Stored items from a collection:
______________________________

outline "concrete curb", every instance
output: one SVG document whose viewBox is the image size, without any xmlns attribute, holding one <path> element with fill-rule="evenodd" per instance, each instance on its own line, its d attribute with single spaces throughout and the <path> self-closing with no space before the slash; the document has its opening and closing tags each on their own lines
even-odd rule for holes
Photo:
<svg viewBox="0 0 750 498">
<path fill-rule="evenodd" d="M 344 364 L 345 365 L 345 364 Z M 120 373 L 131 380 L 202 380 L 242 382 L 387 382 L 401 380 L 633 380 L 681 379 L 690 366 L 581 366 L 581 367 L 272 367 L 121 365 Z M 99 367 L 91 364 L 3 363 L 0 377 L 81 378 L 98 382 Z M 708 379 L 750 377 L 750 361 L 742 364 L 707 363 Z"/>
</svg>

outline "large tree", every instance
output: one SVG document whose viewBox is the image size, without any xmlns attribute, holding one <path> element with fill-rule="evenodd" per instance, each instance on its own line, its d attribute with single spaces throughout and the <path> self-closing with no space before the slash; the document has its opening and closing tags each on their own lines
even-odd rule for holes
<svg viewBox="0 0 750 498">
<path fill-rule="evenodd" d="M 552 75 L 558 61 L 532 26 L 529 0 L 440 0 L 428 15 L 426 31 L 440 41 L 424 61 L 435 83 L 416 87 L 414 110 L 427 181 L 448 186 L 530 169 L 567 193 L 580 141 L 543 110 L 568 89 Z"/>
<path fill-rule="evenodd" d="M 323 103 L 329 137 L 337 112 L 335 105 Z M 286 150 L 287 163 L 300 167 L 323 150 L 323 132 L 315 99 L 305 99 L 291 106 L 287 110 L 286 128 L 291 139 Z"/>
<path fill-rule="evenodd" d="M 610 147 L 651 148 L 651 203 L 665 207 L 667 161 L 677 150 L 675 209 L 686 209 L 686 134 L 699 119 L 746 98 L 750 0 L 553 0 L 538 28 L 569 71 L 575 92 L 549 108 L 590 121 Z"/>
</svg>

______________________________

- _Stated problem_:
Please lay out every line of the records above as a Markdown table with the columns "Row" and "Line," numbering each row and leaving out blank lines.

- _Complete output_:
| Row | Line |
|---|---|
| 1 | outline "concrete curb", every instance |
| 2 | output: one SVG document whose viewBox is the image size, without any xmlns attribute, holding one <path> element with fill-rule="evenodd" per instance, each instance on its own line, its d attribute with single spaces throughout and the <path> self-closing with no space before the slash; the document has its opening and closing tags each on their own lines |
| 3 | even-odd rule for holes |
| 4 | Photo: |
| 5 | <svg viewBox="0 0 750 498"> |
| 6 | <path fill-rule="evenodd" d="M 344 364 L 345 365 L 345 364 Z M 120 373 L 131 380 L 202 380 L 242 382 L 387 382 L 401 380 L 633 380 L 681 379 L 690 366 L 581 366 L 581 367 L 272 367 L 121 365 Z M 99 367 L 91 364 L 3 363 L 0 377 L 81 378 L 98 382 Z M 708 379 L 750 377 L 750 361 L 742 364 L 707 363 Z"/> |
| 7 | </svg> |
| 8 | outline "large tree", every instance |
| 9 | output: one SVG document whose viewBox is the image size, without any xmlns attribute, holding one <path> element with fill-rule="evenodd" per instance, each instance on its own line, its d attribute with single spaces throughout and the <path> self-closing with no space before the slash; the document has its opening and closing tags each on their own lines |
| 10 | even-odd rule for holes |
| 11 | <svg viewBox="0 0 750 498"> |
| 12 | <path fill-rule="evenodd" d="M 552 75 L 558 61 L 532 26 L 529 0 L 440 0 L 428 15 L 426 31 L 440 41 L 424 61 L 435 83 L 416 87 L 414 110 L 427 181 L 448 186 L 530 169 L 567 193 L 580 141 L 543 110 L 568 89 Z"/> |
| 13 | <path fill-rule="evenodd" d="M 323 103 L 329 137 L 337 112 L 335 105 Z M 286 150 L 287 163 L 300 167 L 323 150 L 323 132 L 315 99 L 305 99 L 291 106 L 287 110 L 286 128 L 291 139 Z"/> |
| 14 | <path fill-rule="evenodd" d="M 610 147 L 651 148 L 651 203 L 665 207 L 667 161 L 677 150 L 675 209 L 686 209 L 686 134 L 699 119 L 746 98 L 750 0 L 553 0 L 538 28 L 569 71 L 575 92 L 549 108 L 590 121 Z"/> |
| 15 | </svg> |